━━ RECORD EXTRACTS

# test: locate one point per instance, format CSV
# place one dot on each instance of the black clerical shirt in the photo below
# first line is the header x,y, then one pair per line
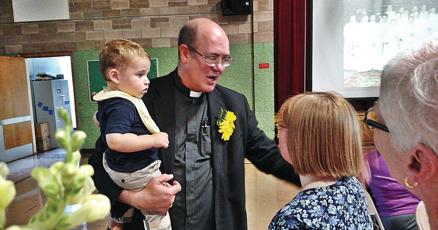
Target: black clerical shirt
x,y
193,207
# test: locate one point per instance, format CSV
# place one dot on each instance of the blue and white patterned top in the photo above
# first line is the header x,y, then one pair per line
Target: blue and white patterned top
x,y
339,206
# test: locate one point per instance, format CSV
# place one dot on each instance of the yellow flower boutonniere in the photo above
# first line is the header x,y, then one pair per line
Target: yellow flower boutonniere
x,y
226,124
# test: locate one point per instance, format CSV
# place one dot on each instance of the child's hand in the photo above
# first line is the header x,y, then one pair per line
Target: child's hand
x,y
161,140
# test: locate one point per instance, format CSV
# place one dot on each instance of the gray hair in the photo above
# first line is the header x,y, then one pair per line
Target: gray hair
x,y
409,97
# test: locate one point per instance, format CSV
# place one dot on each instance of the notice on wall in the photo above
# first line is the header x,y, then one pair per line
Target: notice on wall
x,y
40,10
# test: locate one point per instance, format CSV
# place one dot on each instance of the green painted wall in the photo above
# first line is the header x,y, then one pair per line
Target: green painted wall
x,y
243,76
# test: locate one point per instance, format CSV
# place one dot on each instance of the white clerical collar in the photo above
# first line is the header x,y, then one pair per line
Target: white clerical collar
x,y
195,94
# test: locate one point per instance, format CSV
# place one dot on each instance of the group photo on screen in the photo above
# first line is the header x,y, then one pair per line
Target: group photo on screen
x,y
375,34
352,40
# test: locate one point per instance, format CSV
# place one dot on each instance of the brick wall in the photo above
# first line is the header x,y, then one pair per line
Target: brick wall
x,y
151,23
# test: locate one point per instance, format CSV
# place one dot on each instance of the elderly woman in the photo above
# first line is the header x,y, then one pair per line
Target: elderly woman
x,y
406,125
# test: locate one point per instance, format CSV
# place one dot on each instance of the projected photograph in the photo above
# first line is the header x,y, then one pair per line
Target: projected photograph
x,y
375,33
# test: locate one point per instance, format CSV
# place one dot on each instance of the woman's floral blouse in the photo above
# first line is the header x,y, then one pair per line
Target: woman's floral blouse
x,y
338,206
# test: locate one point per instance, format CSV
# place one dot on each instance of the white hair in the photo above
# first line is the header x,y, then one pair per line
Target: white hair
x,y
409,97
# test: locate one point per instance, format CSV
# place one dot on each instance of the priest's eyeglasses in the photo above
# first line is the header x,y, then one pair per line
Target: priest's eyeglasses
x,y
213,60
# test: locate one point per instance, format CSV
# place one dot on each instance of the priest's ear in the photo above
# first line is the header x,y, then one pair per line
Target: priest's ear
x,y
184,52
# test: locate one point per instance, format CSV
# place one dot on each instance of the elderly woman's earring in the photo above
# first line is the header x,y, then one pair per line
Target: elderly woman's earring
x,y
408,184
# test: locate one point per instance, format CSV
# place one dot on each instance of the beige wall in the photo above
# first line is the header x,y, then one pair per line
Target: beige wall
x,y
152,23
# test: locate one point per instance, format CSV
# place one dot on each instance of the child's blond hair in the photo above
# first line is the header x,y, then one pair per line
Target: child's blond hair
x,y
118,54
323,135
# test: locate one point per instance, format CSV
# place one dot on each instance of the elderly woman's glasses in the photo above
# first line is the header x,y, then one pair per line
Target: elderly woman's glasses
x,y
370,121
213,59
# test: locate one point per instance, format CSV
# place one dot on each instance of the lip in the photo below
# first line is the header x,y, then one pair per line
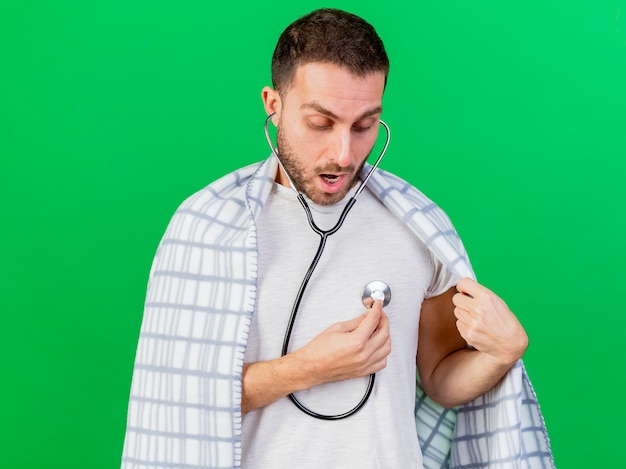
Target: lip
x,y
333,188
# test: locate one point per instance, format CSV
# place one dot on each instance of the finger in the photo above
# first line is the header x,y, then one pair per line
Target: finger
x,y
371,321
471,287
462,300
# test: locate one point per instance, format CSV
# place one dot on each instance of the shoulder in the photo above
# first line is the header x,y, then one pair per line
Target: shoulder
x,y
399,195
217,208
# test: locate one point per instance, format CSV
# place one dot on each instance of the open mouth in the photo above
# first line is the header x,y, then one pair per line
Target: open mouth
x,y
331,178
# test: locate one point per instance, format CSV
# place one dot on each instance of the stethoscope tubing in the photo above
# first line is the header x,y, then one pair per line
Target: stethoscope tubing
x,y
324,234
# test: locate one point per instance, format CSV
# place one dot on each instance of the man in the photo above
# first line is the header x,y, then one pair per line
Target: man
x,y
211,382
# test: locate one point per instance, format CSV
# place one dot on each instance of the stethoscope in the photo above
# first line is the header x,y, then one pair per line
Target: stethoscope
x,y
373,291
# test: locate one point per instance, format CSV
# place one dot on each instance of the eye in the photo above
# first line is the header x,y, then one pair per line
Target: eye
x,y
320,123
363,126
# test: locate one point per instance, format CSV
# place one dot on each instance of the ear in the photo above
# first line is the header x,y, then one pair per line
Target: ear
x,y
272,103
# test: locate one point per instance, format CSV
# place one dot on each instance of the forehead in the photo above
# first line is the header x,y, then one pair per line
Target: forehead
x,y
335,88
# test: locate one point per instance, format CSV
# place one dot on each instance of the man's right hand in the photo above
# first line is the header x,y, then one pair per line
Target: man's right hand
x,y
345,350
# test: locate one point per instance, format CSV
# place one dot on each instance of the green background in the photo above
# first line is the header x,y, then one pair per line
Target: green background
x,y
511,115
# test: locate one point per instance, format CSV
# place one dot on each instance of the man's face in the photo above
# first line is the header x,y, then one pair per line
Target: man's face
x,y
328,121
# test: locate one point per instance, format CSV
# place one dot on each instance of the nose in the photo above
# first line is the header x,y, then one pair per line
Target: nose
x,y
342,150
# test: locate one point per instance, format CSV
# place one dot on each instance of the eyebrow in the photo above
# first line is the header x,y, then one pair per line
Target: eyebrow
x,y
322,110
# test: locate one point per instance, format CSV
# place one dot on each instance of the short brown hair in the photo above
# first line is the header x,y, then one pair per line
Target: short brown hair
x,y
331,36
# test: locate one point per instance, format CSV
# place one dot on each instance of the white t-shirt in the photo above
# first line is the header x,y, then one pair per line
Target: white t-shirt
x,y
371,245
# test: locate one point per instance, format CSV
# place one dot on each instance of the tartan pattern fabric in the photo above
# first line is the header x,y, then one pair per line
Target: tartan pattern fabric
x,y
184,408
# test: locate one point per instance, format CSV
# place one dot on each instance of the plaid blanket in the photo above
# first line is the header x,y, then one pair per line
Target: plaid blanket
x,y
184,409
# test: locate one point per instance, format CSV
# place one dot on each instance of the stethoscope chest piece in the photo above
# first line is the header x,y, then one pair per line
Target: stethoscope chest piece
x,y
376,290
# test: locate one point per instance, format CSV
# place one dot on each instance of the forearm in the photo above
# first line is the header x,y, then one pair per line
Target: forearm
x,y
268,381
463,376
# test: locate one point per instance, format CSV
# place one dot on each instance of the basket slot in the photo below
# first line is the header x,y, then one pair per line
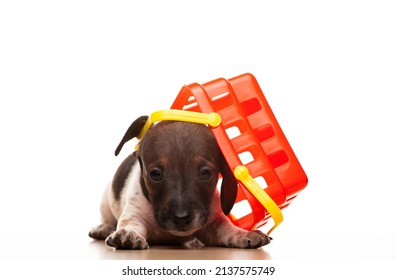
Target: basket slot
x,y
251,106
264,132
278,158
233,132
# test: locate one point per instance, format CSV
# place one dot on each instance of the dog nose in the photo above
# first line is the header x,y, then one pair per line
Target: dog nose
x,y
181,218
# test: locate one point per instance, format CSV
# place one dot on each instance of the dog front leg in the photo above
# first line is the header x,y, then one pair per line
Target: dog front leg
x,y
131,234
222,232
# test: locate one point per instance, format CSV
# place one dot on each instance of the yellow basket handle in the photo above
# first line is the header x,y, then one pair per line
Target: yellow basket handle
x,y
242,174
211,119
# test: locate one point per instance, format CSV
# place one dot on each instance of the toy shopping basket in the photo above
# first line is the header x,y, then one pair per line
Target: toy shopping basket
x,y
253,145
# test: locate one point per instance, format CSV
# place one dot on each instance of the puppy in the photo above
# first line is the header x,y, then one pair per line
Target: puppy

━━━━

▶ EXERCISE PROMPT:
Restate all of the material above word for word, excluding the pictures.

▶ ANSWER TO THE PROBLEM:
# test: locate one point per instance, format CSV
# place one dot on each instance of the black clerical shirt in the photo below
# first line is the header x,y, then one pair per line
Target: black clerical shirt
x,y
193,207
# test: locate one point per instance, format CSV
# place one dot on each instance of the blue and white patterned top in the photo above
# first line is the header x,y, then one pair per line
Target: blue and white patterned top
x,y
339,206
# test: locate one point per instance, format CSV
# place one dot on each instance of the yellow flower boutonniere in the photo above
# first line is the header x,y, then one pair per line
Target: yellow flower boutonniere
x,y
226,124
# test: locate one point per instance, format CSV
# place one dot on each instance of the child's hand in the photo above
# first line is the header x,y, then one pair per line
Target: child's hand
x,y
161,140
# test: locate one point per instance, format CSV
# place one dot on each instance of the gray hair in the photo above
# first line is the header x,y, then one pair per line
Target: gray hair
x,y
409,97
# test: locate one point per instance, format CSV
# place one dot on each instance of the notice on wall in the photo above
# first line is the header x,y, then one pair per line
Target: notice on wall
x,y
40,10
# test: locate one point per instance, format CSV
# place one dot on each instance of the green painted wall in the photo above
# first line is the header x,y, then one pair per line
Target: green painted wall
x,y
243,76
# test: locate one point per instance, format CSV
# place one dot on each instance of the white clerical collar in the photo above
# first line is the header x,y, then one pair per line
Target: white clerical collar
x,y
195,94
# test: locate one point per instance, format CSV
# place one dot on each instance of the group photo on screen in the photo above
# first line is the header x,y, then one pair per line
Target: group photo on screen
x,y
375,34
352,40
# test: locate one point per instance, format CSV
# place one dot on each instance of the brick wall in the photo above
# first line is the header x,y, then one pair per line
Target: brick wall
x,y
151,23
# test: locate one point per instance, format CSV
# place one dot on each instance of the elderly woman in the photo above
# first line is the header x,y, then one pair per line
Target: elderly woman
x,y
406,125
# test: locate one point per instance, format CSV
# place one dot on each instance of the projected photograph in the photo above
# first line is the header x,y, then one pair per line
Target: projected photograph
x,y
375,33
# test: locate one point per instance, format CSV
# place one dot on each instance of the woman's floral blouse in the photo above
# first line is the header x,y, then one pair per line
Target: woman's floral blouse
x,y
338,206
# test: locate one point per instance, format CSV
# place one dot on each instance of the white hair in the photo above
# first line is the header x,y, then one pair per line
Target: white hair
x,y
409,97
# test: locate one point per instance, format CSV
# place one dot on each instance of the priest's eyeglasses in the photo above
# first line is the header x,y, then one pair per line
Target: priest's eyeglasses
x,y
213,60
# test: locate one point per instance, format CSV
# place one dot on each instance of the priest's ear in the photo above
# first line is the header x,y, then one pair per line
Target: priest's ear
x,y
184,52
# test: locate one point per instance, format CSV
# place one dot on each instance of the elderly woman's earring in the photo above
# first line is the header x,y, then one pair per line
Target: elderly woman's earring
x,y
408,184
# test: locate one point per instance, format CSV
# place one dot on each instance of the beige wall in the photo above
# first line is the header x,y, then one pair per line
Target: beige wall
x,y
152,23
# test: locate one point per instance, format CSV
# place one dot on each instance of the child's blond hair in the photo above
# first line is the header x,y, then one pair per line
Target: child's blond hair
x,y
118,54
323,135
# test: locate one point per instance, format CSV
# place one dot on each instance of the elderly woman's glasses in the photo above
# first line is the header x,y, then one pair per line
Target: elderly woman's glasses
x,y
370,121
213,59
# test: locate one point per instance, format CSV
# place one dot on each instance of the lip in the photo below
# first line is the header x,y, then one pair per line
Target: lip
x,y
333,188
# test: locate one point per instance, format CSV
# place one dot on each instance of the finger in the photo above
# first line is the header x,y, then one pair per line
Target: finger
x,y
371,321
471,287
462,300
# test: locate one point per instance, format CSV
# place one dot on each instance of the shoulder in the photo above
# first line is the header x,y, then one pair per line
Target: shoulder
x,y
399,195
217,208
# test: locate one point per instance, format CSV
# place one dot on each instance of the open mouth in the photo above
# first line is the header x,y, then one pair per line
Target: open mouth
x,y
331,178
# test: locate one point per instance, format CSV
# place one dot on each instance of the stethoscope tubing in the photo above
# first line is the header x,y, then one pair per line
Target: stethoscope tubing
x,y
324,234
# test: locate one point per instance, format CSV
# place one dot on each instance of the man in the photo above
# first line is the header x,y, then one pair per line
Target: man
x,y
211,382
# test: locate one point per instance, format CSV
# place one dot on each instance of the stethoscope in the photo above
# first line is the header x,y, then one pair per line
Target: stethoscope
x,y
373,291
# test: locate one point per instance, format CSV
# place one dot on each instance of the eye in the photo above
# first line is the header x,y, then one pair per line
Target: eye
x,y
320,123
363,126
# test: locate one point per instance, format CSV
# place one dot on each instance of the ear in the photo above
# first line is the header x,y, then one pair per line
Target: ear
x,y
272,103
# test: locate one point per instance, format CSV
# place one dot on each instance of the forehead in the photo above
# first line is the header x,y, then one pair per line
Target: forehead
x,y
335,88
# test: locate one point per instance, format CSV
# place one dot on each instance of the man's right hand in the photo above
# first line is the header x,y, then one pair per line
Target: man's right hand
x,y
345,350
# test: locate one point per instance, format CSV
# place one dot on each instance of the green background in the photo above
# first line is the header x,y, then one pair per line
Target: green background
x,y
511,115
# test: locate one point per instance, format CSV
# place one dot on each instance of the man's face in the photo above
# first line is the header x,y, then one pair per line
Target: man's face
x,y
328,121
# test: locate one point per instance, format CSV
# place one dot on each instance of the nose in the photo above
# first line is the header x,y, then one pair per line
Target: nose
x,y
342,150
# test: locate one point per instance, format CSV
# place one dot on each instance of the eyebrow in the photo above
# first line is the header x,y, then one pair per line
Target: eyebrow
x,y
322,110
# test: locate one point per instance, format CSV
# place one dot on each instance of the short brown hair in the photo above
# first line is the header x,y, then one pair per line
Target: short brown hair
x,y
331,36
# test: locate one point per instance, format CSV
# place one dot on each instance of the white t-shirt in the photo above
# first line is the header x,y, then one pair per line
Target: white t-shirt
x,y
371,245
# test: locate one point per instance, format CSV
# place one dot on each instance of the tartan pattern fabric in the photo above
# first line is the header x,y, then one pair per line
Target: tartan pattern fabric
x,y
184,408
# test: locate one point per instance, format CSV
# place one dot on each instance of the plaid blanket in the photo above
# first line is the header x,y, then one pair per line
Target: plaid blanket
x,y
184,409
# test: locate one point per instance, format CSV
# place one dot on each instance of the stethoscope chest piece in the photo above
# first line is the header x,y, then one pair per line
Target: stethoscope chest piece
x,y
376,290
# test: locate one point per instance, format CSV
# place one dot on each instance of the forearm in the photo above
# first line is the header x,y, then one pair per line
Target: forearm
x,y
268,381
463,376
# test: locate one point per instance, format CSV
# place one dot on each instance of the basket slot in the photo below
# first line is the header x,y, then one pair per line
Target: basket slot
x,y
251,106
264,132
278,158
233,132
# test: locate one point per instance, format CSV
# place one dot on each instance of the dog nose in the photo above
# first line is the header x,y, then one pair per line
Target: dog nose
x,y
181,218
# test: locate one point per instance, format CSV
# place one dot on each instance of the dog front leg in the photo above
# first line is the header x,y, then one pair per line
Target: dog front leg
x,y
131,234
222,232
# test: locate one point per instance, format CSV
# place one dot on each instance of the yellow basket handle in the photo above
# first line is the header x,y, then one pair per line
Target: yellow basket handle
x,y
242,174
211,119
# test: locate one point per instance, format CSV
# place one dot on each instance of the toy shopping basket in the photo above
# first line is the header x,y, then one pair per line
Target: toy shopping basket
x,y
253,145
# test: locate one point per instance, format CSV
# place one dot on each instance of the puppy in the photo above
# first line is the header x,y, then one pair per line
Target: puppy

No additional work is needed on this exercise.